→ **EXERCISE DETAILS**:
Which lines in the records below contain the word "face"? Copy each one.

→ **SOURCE RECORDS**:

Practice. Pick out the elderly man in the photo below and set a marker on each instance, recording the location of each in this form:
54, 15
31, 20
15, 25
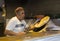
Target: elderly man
17, 24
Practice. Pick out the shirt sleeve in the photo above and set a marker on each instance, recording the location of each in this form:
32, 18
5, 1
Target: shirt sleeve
10, 25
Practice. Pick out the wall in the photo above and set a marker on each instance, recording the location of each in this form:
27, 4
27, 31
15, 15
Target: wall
33, 7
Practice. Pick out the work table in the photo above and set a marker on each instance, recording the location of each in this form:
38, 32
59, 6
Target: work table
30, 36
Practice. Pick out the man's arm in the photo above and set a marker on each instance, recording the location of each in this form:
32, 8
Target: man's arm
11, 33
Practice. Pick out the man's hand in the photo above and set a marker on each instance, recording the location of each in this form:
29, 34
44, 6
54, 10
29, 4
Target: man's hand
20, 33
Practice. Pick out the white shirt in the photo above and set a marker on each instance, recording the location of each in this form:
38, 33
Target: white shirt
15, 25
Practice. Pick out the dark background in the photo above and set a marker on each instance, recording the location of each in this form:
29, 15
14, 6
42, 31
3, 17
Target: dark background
34, 7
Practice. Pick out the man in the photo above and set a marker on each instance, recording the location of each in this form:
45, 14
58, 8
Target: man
17, 24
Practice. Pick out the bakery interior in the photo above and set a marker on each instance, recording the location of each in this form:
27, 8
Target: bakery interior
32, 9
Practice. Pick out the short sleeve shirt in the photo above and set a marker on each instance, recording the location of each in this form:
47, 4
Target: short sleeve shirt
15, 25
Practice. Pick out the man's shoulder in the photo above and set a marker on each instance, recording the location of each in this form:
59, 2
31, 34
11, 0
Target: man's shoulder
13, 19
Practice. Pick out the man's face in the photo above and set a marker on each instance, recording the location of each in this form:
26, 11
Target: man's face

→ **TASK RESULT**:
Practice. Pick out the man's face in the photo above and set a marker on each instance, recording the location of each in this form:
Target: man's face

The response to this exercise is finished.